Davidson also told her that when residing with Mother the Children sleep on
the couch and on the floor.
[7] On July 14, 2016, DCS filed a CHINS petition, claiming that Mother had failed
to provide the Children with a safe, stable, and appropriate home environment.
The specific allegations included that since February 2016, K.D. had been to
the hospital three times to have severe head lice treated. K.D’s scalp was
bleeding and black in color. Both Children also were alleged to have ringworm
and poor hygiene. K.D. “is so dirty that when he was washed, you could see
the dirt come off in the bottom of the tub. [] K.D. does not have a tooth brush.”
(Appellant’s App. Vol. II, pp. 37-38). “J.T. is often dirty like he has not bathed
in days and cries because he is so hungry.” (Appellant’s App. Vol. II, p. 38).

————

**QUESTIONS ON THE MATERIAL:**
[1] Transcribe the stretch of the court passage from "The specific allegations" through "II, p. 38).".
[2] According to the court passage, on what date did DCS file the CHINS petition?
[3] Take the court passage further, picking up right after its last sentence.

————

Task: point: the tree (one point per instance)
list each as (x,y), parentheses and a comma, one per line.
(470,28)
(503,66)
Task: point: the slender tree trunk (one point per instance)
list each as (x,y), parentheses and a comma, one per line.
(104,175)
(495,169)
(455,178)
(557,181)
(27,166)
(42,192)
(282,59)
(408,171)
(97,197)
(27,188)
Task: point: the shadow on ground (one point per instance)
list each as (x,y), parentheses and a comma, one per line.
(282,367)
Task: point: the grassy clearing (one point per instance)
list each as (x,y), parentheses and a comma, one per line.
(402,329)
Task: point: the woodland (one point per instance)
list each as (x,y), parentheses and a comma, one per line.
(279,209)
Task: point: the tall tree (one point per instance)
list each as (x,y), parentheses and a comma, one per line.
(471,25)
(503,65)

————

**RESPONSES TO THE TASKS:**
[1]
The specific allegations included that since February 2016, K.D. had been to
the hospital three times to have severe head lice treated. K.D’s scalp was
bleeding and black in color. Both Children also were alleged to have ringworm
and poor hygiene. K.D. “is so dirty that when he was washed, you could see
the dirt come off in the bottom of the tub. [] K.D. does not have a tooth brush.”
(Appellant’s App. Vol. II, pp. 37-38). “J.T. is often dirty like he has not bathed
in days and cries because he is so hungry.” (Appellant’s App. Vol. II, p. 38).

[2] July 14, 2016

[3]
Both Children indicated that they did not bathe at Mother’s home, nor were
their clothes washed. J.T. also expressed that he did not feel safe at Mother’s
home because her boyfriend “grabs him and throws him around.” (Appellant’s
App. Vol. II, p. 40). The petition also alleged that Mother lacks stability and
has moved at least “21 times” in the last six years. (Appellant’s App. Vol II, p.
38). That same day, the trial court conducted the initial hearing on DCS’s
petition and granted DCS wardship over the Children. The court removed the
Children from Mother’s care, authorized in-home placement with their
respective fathers, and granted Mother supervised parenting time.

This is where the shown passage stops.